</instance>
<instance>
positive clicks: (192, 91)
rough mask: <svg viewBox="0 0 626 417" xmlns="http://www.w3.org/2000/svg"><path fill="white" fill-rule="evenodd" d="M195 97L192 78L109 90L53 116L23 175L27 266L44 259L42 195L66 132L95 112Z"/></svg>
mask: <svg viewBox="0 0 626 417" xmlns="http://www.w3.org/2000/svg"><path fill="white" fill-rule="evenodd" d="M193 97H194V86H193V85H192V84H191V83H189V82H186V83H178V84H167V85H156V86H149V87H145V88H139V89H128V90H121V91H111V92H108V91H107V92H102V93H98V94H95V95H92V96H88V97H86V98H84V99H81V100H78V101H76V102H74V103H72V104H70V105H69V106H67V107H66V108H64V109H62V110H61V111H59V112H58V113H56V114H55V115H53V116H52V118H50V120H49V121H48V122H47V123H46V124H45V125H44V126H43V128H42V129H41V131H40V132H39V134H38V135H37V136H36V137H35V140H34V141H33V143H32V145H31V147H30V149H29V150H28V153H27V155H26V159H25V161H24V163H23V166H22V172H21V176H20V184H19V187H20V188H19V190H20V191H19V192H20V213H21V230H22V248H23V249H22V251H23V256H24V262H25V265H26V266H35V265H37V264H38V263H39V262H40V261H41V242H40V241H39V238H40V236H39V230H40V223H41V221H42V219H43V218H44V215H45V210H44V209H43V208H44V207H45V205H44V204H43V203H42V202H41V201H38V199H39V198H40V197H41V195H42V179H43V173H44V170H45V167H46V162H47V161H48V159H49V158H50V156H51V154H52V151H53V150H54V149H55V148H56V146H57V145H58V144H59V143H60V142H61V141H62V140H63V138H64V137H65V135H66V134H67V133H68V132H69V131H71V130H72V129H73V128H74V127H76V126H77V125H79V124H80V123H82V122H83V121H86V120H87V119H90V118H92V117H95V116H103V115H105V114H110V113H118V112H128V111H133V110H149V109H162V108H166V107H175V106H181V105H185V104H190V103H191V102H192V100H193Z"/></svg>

- _WHAT THE EXERCISE ASKS_
Write every line of the entries again, word for word.

- _YOUR SOLUTION_
</instance>
<instance>
positive clicks: (192, 91)
rough mask: <svg viewBox="0 0 626 417" xmlns="http://www.w3.org/2000/svg"><path fill="white" fill-rule="evenodd" d="M195 97L192 78L109 90L53 116L23 175L27 266L44 259L42 195L66 132L95 112Z"/></svg>
mask: <svg viewBox="0 0 626 417" xmlns="http://www.w3.org/2000/svg"><path fill="white" fill-rule="evenodd" d="M193 97H194V86H193V85H192V84H191V83H189V82H186V83H178V84H167V85H156V86H149V87H145V88H139V89H128V90H121V91H111V92H108V91H107V92H102V93H98V94H95V95H92V96H88V97H86V98H84V99H81V100H78V101H76V102H74V103H72V104H70V105H69V106H67V107H66V108H64V109H62V110H61V111H59V112H58V113H56V114H55V115H53V116H52V118H50V120H49V121H48V122H47V123H46V124H45V125H44V126H43V128H42V129H41V131H40V132H39V134H38V135H37V136H36V137H35V140H34V141H33V143H32V145H31V147H30V149H29V150H28V153H27V155H26V159H25V161H24V163H23V166H22V172H21V176H20V184H19V187H20V188H19V190H20V191H19V192H20V213H21V230H22V248H23V249H22V251H23V256H24V262H25V265H26V266H35V265H37V264H38V263H39V262H40V261H41V242H40V241H39V238H40V236H39V230H40V223H41V221H42V219H43V218H44V215H45V210H44V209H43V208H44V207H45V205H44V204H43V203H42V202H41V201H38V199H39V198H40V197H41V195H42V179H43V173H44V170H45V167H46V162H47V161H48V159H49V158H50V156H51V154H52V151H53V150H54V149H55V148H56V146H57V145H58V144H59V143H60V142H61V141H62V140H63V138H64V137H65V135H66V134H67V133H68V132H69V131H71V130H72V129H73V128H74V127H76V126H77V125H79V124H80V123H82V122H83V121H86V120H87V119H90V118H92V117H95V116H103V115H105V114H110V113H118V112H128V111H133V110H149V109H162V108H166V107H175V106H181V105H185V104H190V103H191V102H192V100H193Z"/></svg>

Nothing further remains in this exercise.